▸ TASK TO CARRY OUT
With the pictures left out, write out the records verbatim.

━━ ENTRIES PROVIDED

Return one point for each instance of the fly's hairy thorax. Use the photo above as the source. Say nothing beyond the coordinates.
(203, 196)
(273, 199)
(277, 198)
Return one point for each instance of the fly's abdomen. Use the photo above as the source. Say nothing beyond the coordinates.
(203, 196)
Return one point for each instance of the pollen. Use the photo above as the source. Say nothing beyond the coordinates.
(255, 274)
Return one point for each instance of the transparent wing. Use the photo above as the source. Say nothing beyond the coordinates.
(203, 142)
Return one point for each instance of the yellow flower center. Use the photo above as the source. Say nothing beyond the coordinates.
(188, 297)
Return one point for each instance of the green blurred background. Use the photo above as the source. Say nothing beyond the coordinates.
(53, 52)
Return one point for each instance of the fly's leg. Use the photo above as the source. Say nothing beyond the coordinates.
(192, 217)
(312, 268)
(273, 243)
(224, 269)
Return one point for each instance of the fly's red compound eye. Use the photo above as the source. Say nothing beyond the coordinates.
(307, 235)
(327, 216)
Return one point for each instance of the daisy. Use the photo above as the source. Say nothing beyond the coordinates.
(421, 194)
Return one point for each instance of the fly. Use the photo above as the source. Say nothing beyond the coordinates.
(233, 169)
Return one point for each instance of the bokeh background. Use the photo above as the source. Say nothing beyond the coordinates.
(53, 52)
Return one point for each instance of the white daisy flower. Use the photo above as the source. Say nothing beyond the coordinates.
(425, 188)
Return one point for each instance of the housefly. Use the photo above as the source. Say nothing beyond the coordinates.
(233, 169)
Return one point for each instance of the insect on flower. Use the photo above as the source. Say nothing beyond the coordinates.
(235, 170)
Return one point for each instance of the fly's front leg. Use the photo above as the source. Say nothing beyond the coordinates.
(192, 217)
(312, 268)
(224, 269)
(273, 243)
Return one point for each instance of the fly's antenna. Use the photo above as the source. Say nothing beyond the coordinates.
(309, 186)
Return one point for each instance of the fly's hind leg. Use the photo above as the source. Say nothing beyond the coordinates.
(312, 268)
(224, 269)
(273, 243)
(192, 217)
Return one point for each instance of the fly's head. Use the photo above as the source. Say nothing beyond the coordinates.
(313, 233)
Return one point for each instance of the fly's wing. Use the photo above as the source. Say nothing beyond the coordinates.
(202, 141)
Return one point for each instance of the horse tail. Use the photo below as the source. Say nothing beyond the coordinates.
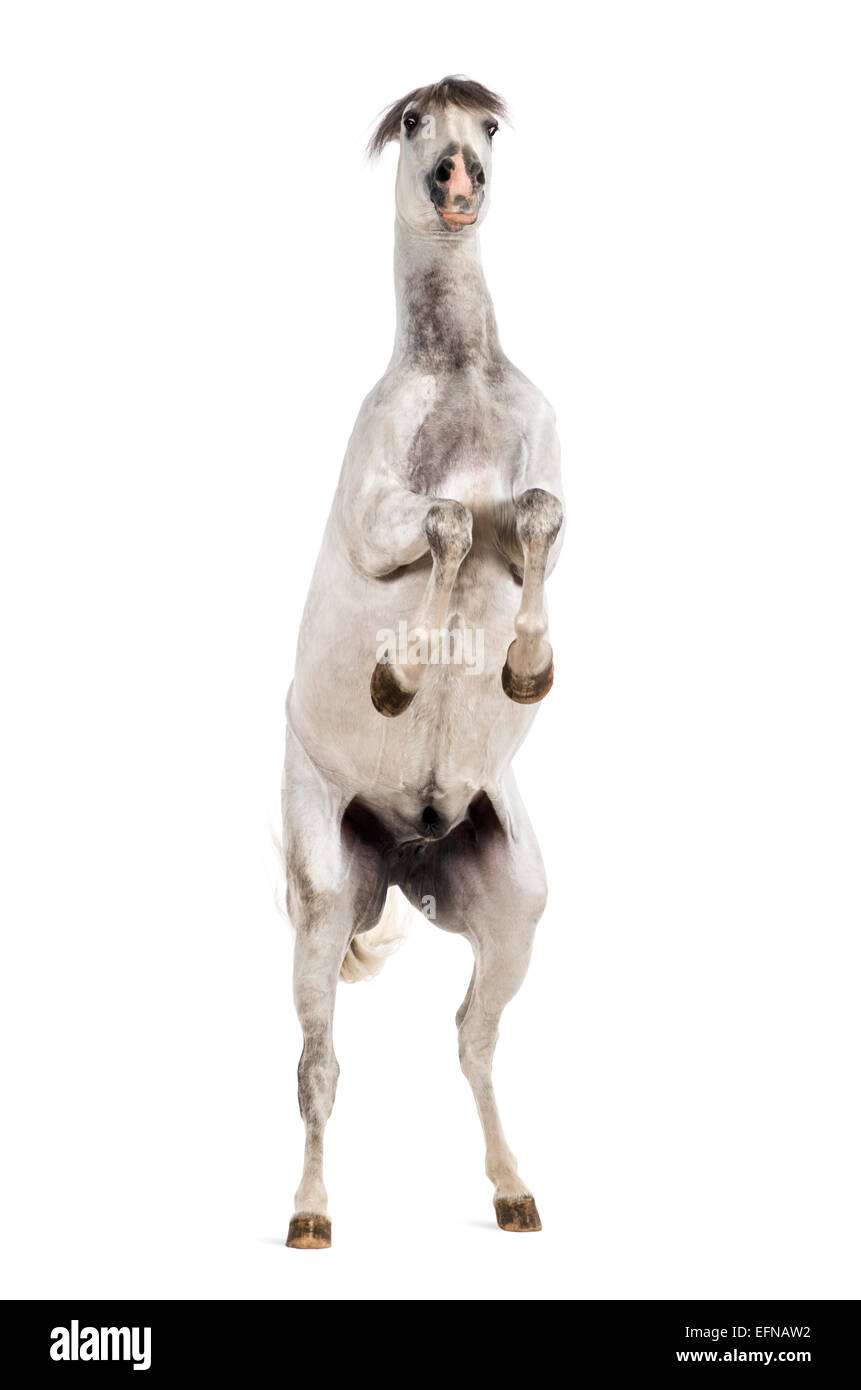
(369, 950)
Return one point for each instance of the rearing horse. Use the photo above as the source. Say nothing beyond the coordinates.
(445, 523)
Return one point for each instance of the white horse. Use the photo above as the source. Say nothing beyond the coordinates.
(444, 526)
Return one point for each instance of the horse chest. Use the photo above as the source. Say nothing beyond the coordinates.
(465, 435)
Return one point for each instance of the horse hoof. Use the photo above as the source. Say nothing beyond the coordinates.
(518, 1214)
(526, 690)
(309, 1233)
(387, 695)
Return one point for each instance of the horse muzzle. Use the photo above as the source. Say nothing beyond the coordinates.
(456, 188)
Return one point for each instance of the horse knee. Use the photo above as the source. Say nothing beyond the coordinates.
(319, 1073)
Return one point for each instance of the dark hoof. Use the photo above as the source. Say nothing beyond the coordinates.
(518, 1214)
(526, 690)
(387, 695)
(309, 1233)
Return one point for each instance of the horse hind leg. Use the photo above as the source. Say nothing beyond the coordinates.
(491, 887)
(334, 888)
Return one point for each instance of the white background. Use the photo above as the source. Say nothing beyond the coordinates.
(196, 295)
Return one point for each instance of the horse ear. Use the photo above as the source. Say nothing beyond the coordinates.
(388, 127)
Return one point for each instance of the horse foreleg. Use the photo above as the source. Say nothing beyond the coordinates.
(529, 667)
(448, 527)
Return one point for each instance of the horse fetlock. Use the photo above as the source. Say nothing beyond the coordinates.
(530, 628)
(448, 527)
(537, 517)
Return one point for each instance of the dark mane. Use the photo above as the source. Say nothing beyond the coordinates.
(455, 91)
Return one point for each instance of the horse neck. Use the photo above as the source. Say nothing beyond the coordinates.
(445, 316)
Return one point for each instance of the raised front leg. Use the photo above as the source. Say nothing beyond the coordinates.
(529, 669)
(448, 527)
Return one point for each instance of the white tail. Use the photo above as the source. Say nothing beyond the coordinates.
(367, 952)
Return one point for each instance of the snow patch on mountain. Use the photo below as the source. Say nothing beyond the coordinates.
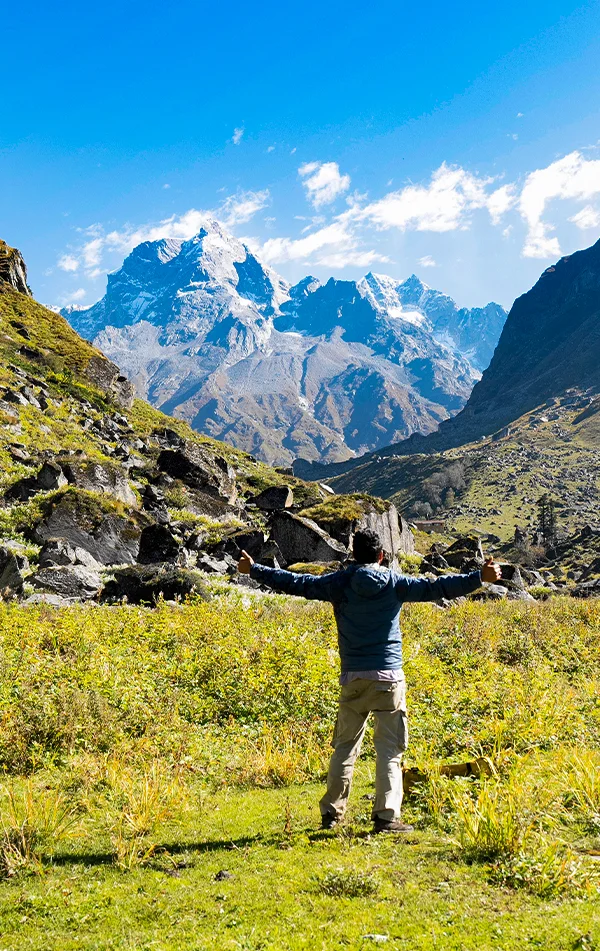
(208, 332)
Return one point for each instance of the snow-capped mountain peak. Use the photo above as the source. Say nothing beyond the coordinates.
(324, 370)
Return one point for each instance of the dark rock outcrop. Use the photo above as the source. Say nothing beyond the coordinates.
(466, 553)
(302, 540)
(50, 477)
(100, 477)
(12, 269)
(73, 582)
(57, 551)
(146, 584)
(158, 544)
(112, 539)
(108, 378)
(274, 498)
(12, 567)
(201, 469)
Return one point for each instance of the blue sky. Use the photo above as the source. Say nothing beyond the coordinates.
(459, 141)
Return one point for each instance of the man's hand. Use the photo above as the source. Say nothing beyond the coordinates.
(491, 572)
(245, 563)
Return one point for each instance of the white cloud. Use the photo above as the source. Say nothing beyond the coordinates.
(92, 252)
(237, 209)
(443, 205)
(334, 245)
(499, 202)
(335, 236)
(73, 297)
(573, 177)
(68, 263)
(588, 217)
(323, 182)
(234, 210)
(342, 259)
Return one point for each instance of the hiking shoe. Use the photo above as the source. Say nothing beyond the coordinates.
(390, 825)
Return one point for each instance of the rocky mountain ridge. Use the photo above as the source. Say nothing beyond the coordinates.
(322, 371)
(104, 497)
(549, 346)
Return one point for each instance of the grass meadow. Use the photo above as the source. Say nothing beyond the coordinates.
(161, 770)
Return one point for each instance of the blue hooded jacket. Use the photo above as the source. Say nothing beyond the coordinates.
(367, 601)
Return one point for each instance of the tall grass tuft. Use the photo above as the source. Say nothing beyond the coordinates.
(32, 822)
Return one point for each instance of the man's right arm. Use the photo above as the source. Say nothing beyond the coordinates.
(313, 587)
(448, 586)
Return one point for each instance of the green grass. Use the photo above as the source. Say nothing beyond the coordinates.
(344, 507)
(145, 751)
(504, 478)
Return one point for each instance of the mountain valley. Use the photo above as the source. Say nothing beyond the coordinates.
(324, 372)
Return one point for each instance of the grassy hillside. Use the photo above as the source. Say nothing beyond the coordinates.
(161, 785)
(41, 343)
(554, 449)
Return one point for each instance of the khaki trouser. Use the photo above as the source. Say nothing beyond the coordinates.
(387, 702)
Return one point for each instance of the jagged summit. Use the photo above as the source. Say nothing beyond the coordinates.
(12, 269)
(548, 354)
(323, 370)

━━━━

▸ RESPONSE
Return one point for each instance of the fly's hairy thorax. Use the photo above as the source. Say nothing beyond the coordinates.
(203, 196)
(273, 199)
(277, 198)
Return one point for each instance of the fly's abdomen. Use the photo above as the source. Say nothing beyond the coordinates.
(203, 196)
Return one point for each instance of the pollen. Use the photo above as the source. Say nothing beyond the coordinates.
(255, 274)
Return one point for each instance of the transparent wing. Use the photo above as the source. Say nothing beyond the coordinates.
(203, 142)
Return one point for each instance of the yellow flower center. Use the photo above as the source. Say nothing beyond the coordinates.
(188, 297)
Return one point for each instance of the green blurred background. Use the photo above as the source. Say nothing beyond the coordinates.
(53, 52)
Return one point for each instance of the fly's leg. Use the photo above as the source. Say nothing beyond the coordinates.
(192, 217)
(312, 268)
(273, 243)
(224, 269)
Return one point for each instance of the fly's red compound eye. Use the photo above as the source. Say nothing beyond the coordinates.
(307, 235)
(327, 216)
Return one point for each instance of the daisy. Use the photo above as the source. Say nothing beyond the coordinates.
(421, 194)
Return one point for each instance of the fly. Use the photo above as the source. Say nothing beyond the coordinates.
(233, 169)
Return one point for each instance of the bokeh background. Use the photo above as the source. Say nothing beyond the coordinates.
(53, 52)
Return one point for each instance of the white daisy flower. Use the photo above as the source. Say nothing beyond the coordinates.
(425, 188)
Return one point for each instance of the housefly. Use the photo above as the source. Say nothing beyond the coordinates.
(233, 169)
Return one point for each instance of the insect on flower. Use the photo above as the source. Say nothing beyond the coordinates.
(235, 170)
Return one point for each instance of the fly's front leg. Use the photo above as the source. Say nothing beyond the coordinates.
(192, 217)
(312, 268)
(224, 269)
(273, 243)
Return one point for each instance of the fly's antenna. Use the photo above as the source. Say nothing beyond the coordinates.
(309, 186)
Return one point for each instance of the fly's hind leg. Use the photo above as the source. Say nothing beyond the coordinates.
(312, 268)
(224, 269)
(273, 243)
(192, 217)
Return one point for each instance of the fly's head. Use the photo above as the source. Say nothing beyond the coordinates.
(313, 233)
Return one point for each instance of the fly's wing. Use the photo above as the source. Say nothing beyond the coordinates.
(202, 141)
Return one point for each instance of the horse tail. Use the photo below as the source. Say nothing beyond the coordinates.
(369, 950)
Return one point for each instance of the rearing horse. Use the photo above as the source. Say nothing beyond the coordinates.
(445, 523)
Return one point for each instance of the white horse. Use the photo above as the source. Say nothing beyond the coordinates.
(444, 526)
Return one point for each instance of the horse chest. Use the photo above as the source. Say nothing beyond the coordinates.
(465, 435)
Return one point for each instance of the horse hoof. Use the photo above as the source. Say nothing beyond the coordinates.
(518, 1214)
(526, 690)
(309, 1233)
(387, 695)
Return one point for each instance of the horse muzzle. Use the photo above as the source. Say nothing beyond the coordinates.
(456, 188)
Return one point for each instance of the horse knee. Use the photo above as the source. Say nothing beyond the coordinates.
(319, 1073)
Return one point for each instance of the dark hoof. Use the photo above as the source. Say nothing beyond the coordinates.
(518, 1214)
(526, 690)
(387, 695)
(309, 1233)
Return one point for each instance of the horse hind leg. Use the photo above as the source. Say nothing beyond the coordinates.
(491, 887)
(334, 888)
Return one point for each instance of the white background. Use the photo above as the source. Say nothing beyond the coordinates.
(196, 295)
Return one point for each instance of the horse ear. Use the photo above as the source. Say nothing beyond the coordinates.
(388, 127)
Return one point for each instance of the horse foreleg. Use the photo above as the source. Say nothing beyond the coordinates.
(529, 667)
(448, 527)
Return one point for each instance of the horse fetlock. Use the photo above as the source. Say nothing beyond the coordinates.
(530, 628)
(448, 527)
(537, 517)
Return one point for each instance of the dark mane. Use the photo above as the source. Say nothing beyond the coordinates.
(455, 91)
Return one point for each instance of the horse neck. Use the photo above as the source. Say nothing beyond the coordinates.
(445, 316)
Return one point for each instance of the raised front leg. Use the photo above as the source. Say nothing beyond the coordinates.
(529, 669)
(448, 527)
Return one point for each instance of the white tail. Use the photo above as the source. Say nothing beyond the coordinates.
(367, 952)
Return one point for each instance of the snow patch on mountain. Use the photo below as the source. Say nothing beyond the coordinates.
(208, 332)
Return one point for each instance of the snow-capped mountain peak. Use the photo above as the source. Say nothing beyond the coordinates.
(324, 370)
Return one point for each instance of the dark rock outcrop. Use the photo above as the source. Say nothing beyond the coordinates.
(466, 553)
(302, 540)
(50, 477)
(100, 477)
(12, 269)
(73, 582)
(57, 551)
(146, 584)
(158, 544)
(112, 539)
(108, 378)
(274, 498)
(12, 567)
(201, 469)
Return one point for each instance of the blue sky. Use the photo above as the source. Say nothing beyond the coordinates.
(459, 141)
Return one point for each instance of the man's hand. Use the photo above as the source. Say nothing beyond the coordinates.
(491, 572)
(245, 563)
Return one point for each instance of the white cloud. Use the photo above as the source. Say nothing beyond the coordinates.
(92, 252)
(237, 209)
(443, 205)
(334, 245)
(499, 202)
(335, 236)
(73, 297)
(573, 177)
(68, 263)
(588, 217)
(323, 182)
(234, 210)
(342, 259)
Return one point for each instance of the hiking shoe. Use the photo above as the source. Say nothing beyond the coordinates.
(390, 825)
Return one point for each instance of the rocky mountain ridge. Use the photo above as the source. Say nothing beyond the coordinates.
(322, 371)
(104, 497)
(549, 346)
Return one point for each instance of the grass meadow. Use the photo above as the source. Say nothing beyond the coordinates.
(161, 770)
Return one point for each instance of the blue hooded jacket. Use the photo above as the source. Say nothing beyond the coordinates.
(367, 601)
Return one point for each instance of the tall grass tuft. Use the photo above as the source. Say nothing beyond the coordinates.
(32, 822)
Return one point for each instance of the man's right arm. Use the photo above as the source. Say nothing beyond the coordinates.
(313, 587)
(448, 586)
Return one point for each instance of the green grass. Use the photo above as the source. Say nothing beyond the coordinates.
(344, 507)
(145, 751)
(504, 478)
Return one point for each instance of the mountain valley. Use the photo above as the source. Say nothing beyond the coordinates.
(324, 372)
Return one point for each instance of the grassy hillside. Use the photo above as the source. Say nothing beyond the coordinates.
(161, 785)
(41, 343)
(554, 449)
Return one point for each instance of the khaki trouser. Use the photo above as the source. Say nothing beyond the coordinates.
(387, 702)
Return one point for each instance of the jagged summit. Use the photo above as the source. Say nothing beyond the coordinates.
(12, 269)
(548, 354)
(323, 370)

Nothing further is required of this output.